:: SELECTED TEXT ::
A federal judge has effectively granted more than 30 Navy special operators the service’s first religious exemptions for the Covid-19 vaccine by granting them a temporary reprieve from the military’s vaccine mandate. The court action comes as the Defense Department has continued enforcing its mandatory vaccine requirement, discharging hundreds of service members who have refused to comply.
The ruling by U.S. District Judge Reed O’Connor found that, “the COVID-19 pandemic provides the government no license to abrogate” the freedoms of any American, in this instance those freedoms being the right to refuse the vaccine on religious grounds.
“This Court does not make light of COVID-19’s impact on the military. Collectively, our armed forces have lost 80 lives to COVID-19 over the course of the pandemic,” O’Connor wrote, adding that, “The Plaintiffs’ loss of religious liberties outweighs any forthcoming harm to the Navy. Even the direst circumstances cannot justify the loss of constitutional rights.”
The 35 plaintiffs are all members of the Navy’s special warfare community, including “SEALs, Special Warfare Combatant Craft Crewmen, Navy Divers, and an Explosive Ordnance Disposal Technician.”
The ruling is the latest salvo in the ongoing legal battle over COVID-19 vaccinations for military personnel. Since Defense Secretary Lloyd Austin first announced in August that the vaccines would be mandatory, some service members had begun requesting exemptions for religious or medical reasons. Those who have continued to refuse the vaccine have been subject to disciplinary actions, with hundreds being discharged since December. Multiple states have also requested exemptions for their National Guard personnel, challenging the Defense Department’s control over Guard units while drilling.
As of Tuesday, the Navy had not approved any religious exemptions for the COVID-19 vaccine, said Navy spokeswoman Cmdr. Reann Mommsen.
So far, the Navy has received 2,877 requests from active-duty sailors to be exempt from getting the COVID-19 vaccine on religious grounds, according to the Navy’s website.

:: SUPPLIED ENTRIES ::
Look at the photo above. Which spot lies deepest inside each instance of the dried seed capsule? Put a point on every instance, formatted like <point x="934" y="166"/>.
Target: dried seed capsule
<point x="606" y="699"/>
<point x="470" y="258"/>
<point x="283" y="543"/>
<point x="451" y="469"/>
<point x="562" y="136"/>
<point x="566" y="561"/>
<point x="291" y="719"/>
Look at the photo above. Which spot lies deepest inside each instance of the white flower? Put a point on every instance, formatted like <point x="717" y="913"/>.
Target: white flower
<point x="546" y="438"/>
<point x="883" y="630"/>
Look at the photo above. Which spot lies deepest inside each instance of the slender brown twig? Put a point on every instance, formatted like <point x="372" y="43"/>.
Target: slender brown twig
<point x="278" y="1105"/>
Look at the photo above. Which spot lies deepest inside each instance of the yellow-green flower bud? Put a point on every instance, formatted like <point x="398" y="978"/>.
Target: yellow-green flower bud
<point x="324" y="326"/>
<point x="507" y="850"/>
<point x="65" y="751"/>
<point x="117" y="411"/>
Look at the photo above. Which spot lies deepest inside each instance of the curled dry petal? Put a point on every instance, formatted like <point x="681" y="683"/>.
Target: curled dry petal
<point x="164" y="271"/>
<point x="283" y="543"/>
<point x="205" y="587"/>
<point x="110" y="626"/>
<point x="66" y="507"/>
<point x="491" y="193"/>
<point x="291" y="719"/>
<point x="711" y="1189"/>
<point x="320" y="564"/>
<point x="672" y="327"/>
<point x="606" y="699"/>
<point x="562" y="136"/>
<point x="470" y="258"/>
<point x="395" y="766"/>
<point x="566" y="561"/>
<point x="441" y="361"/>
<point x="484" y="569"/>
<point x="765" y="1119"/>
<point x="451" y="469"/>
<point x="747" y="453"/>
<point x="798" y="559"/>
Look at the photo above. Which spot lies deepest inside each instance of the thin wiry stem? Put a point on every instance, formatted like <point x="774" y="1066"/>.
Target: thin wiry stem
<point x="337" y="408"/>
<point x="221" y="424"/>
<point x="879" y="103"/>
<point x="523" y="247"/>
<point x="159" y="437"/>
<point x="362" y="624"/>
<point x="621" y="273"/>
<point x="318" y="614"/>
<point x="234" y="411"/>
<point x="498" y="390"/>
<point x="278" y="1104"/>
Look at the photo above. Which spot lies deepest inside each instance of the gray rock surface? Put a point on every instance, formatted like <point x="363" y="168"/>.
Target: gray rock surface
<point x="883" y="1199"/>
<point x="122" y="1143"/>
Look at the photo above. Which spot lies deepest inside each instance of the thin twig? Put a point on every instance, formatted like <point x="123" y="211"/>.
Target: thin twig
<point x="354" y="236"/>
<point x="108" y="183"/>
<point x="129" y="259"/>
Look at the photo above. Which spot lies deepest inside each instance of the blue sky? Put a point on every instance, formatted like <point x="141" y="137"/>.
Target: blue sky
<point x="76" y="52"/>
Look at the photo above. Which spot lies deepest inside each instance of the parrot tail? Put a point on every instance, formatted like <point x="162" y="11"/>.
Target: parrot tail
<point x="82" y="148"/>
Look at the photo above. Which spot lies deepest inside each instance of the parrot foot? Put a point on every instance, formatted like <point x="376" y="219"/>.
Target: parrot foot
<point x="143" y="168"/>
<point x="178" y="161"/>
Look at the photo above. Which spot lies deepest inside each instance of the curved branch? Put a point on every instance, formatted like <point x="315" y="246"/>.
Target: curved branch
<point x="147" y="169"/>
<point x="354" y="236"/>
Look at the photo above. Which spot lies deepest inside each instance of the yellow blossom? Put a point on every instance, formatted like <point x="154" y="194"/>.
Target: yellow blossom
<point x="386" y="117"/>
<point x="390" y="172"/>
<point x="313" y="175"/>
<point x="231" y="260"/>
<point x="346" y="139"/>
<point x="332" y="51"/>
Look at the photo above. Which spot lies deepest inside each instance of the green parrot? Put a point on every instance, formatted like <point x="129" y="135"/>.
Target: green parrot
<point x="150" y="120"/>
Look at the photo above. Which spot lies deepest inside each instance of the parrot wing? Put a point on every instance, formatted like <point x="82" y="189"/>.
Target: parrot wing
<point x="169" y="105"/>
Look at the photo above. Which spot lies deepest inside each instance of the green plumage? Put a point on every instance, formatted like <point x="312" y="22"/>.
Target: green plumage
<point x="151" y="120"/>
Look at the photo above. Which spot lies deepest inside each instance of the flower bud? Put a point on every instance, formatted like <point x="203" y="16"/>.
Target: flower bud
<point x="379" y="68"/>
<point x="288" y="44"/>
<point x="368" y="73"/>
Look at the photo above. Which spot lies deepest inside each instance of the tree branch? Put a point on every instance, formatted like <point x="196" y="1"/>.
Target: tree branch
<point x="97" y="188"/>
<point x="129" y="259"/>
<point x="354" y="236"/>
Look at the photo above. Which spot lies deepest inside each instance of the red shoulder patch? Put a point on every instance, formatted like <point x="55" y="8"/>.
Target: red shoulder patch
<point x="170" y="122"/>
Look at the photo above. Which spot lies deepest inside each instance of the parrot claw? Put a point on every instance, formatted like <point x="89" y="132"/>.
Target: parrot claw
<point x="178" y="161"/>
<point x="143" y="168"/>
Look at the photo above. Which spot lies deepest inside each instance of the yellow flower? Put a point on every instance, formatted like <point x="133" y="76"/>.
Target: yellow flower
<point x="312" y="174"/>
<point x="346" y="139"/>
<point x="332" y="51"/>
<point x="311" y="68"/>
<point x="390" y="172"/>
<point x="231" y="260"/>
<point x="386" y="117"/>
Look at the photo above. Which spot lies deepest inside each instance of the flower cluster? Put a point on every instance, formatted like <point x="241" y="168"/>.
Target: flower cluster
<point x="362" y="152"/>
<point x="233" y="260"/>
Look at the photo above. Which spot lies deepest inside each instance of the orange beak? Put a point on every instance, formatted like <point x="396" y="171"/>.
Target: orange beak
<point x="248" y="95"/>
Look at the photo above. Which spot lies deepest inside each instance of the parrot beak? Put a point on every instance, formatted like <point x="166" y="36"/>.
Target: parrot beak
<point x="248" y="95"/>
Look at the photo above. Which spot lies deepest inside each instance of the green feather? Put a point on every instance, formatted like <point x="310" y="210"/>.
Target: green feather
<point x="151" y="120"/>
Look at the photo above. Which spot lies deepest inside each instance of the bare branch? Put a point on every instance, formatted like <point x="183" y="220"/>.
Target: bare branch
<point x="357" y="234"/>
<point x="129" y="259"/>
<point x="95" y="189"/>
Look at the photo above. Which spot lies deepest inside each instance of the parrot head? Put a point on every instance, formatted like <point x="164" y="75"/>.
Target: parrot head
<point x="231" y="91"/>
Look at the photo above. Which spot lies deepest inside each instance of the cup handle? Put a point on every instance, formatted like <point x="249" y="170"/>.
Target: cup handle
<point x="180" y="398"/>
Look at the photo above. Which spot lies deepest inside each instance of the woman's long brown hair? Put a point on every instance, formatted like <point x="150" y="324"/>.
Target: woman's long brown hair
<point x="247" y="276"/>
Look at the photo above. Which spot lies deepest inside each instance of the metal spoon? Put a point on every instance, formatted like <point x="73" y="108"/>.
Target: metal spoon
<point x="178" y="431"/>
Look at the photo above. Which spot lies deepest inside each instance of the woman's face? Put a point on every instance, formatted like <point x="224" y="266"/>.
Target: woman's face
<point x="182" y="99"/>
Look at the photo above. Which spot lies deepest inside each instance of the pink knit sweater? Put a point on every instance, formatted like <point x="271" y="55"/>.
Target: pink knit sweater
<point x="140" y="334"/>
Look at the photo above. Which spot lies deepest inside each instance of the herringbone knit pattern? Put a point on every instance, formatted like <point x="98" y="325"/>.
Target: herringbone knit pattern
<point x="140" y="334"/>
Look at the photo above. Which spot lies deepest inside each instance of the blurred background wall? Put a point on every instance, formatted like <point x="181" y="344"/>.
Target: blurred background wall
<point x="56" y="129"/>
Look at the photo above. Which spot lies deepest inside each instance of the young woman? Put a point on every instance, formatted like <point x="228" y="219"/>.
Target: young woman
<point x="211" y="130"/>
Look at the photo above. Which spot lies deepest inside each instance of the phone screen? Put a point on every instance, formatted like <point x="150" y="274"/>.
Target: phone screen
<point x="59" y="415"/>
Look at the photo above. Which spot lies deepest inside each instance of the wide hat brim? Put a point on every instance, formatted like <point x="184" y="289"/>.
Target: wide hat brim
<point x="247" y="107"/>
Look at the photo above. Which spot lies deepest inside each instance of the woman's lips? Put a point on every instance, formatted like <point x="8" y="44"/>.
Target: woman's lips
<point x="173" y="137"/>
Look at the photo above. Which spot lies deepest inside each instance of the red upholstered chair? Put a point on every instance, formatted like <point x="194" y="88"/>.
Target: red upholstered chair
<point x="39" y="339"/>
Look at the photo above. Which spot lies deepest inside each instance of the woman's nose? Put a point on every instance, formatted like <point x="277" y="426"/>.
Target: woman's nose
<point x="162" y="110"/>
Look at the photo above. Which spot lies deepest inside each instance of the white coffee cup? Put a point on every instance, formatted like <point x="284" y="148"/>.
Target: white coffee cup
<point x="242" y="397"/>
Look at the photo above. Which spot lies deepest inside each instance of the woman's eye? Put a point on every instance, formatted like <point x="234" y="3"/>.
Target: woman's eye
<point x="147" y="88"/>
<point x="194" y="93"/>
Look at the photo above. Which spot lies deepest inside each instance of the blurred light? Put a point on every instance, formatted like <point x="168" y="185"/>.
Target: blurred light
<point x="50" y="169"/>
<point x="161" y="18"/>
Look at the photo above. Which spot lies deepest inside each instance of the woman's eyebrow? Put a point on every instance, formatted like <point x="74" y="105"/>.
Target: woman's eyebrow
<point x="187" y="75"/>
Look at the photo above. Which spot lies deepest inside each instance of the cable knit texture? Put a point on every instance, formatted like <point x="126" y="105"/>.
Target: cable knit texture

:: EXERCISE PROMPT ::
In the article on the Navy vaccine ruling, write out the part starting with "The ruling is" and going on through "Cmdr. Reann Mommsen.", substituting "Navy spokesperson" for "Navy spokeswoman". Nothing in the listing matters here.

:: EXPECTED ANSWER ::
The ruling is the latest salvo in the ongoing legal battle over COVID-19 vaccinations for military personnel. Since Defense Secretary Lloyd Austin first announced in August that the vaccines would be mandatory, some service members had begun requesting exemptions for religious or medical reasons. Those who have continued to refuse the vaccine have been subject to disciplinary actions, with hundreds being discharged since December. Multiple states have also requested exemptions for their National Guard personnel, challenging the Defense Department’s control over Guard units while drilling.
As of Tuesday, the Navy had not approved any religious exemptions for the COVID-19 vaccine, said Navy spokesperson Cmdr. Reann Mommsen.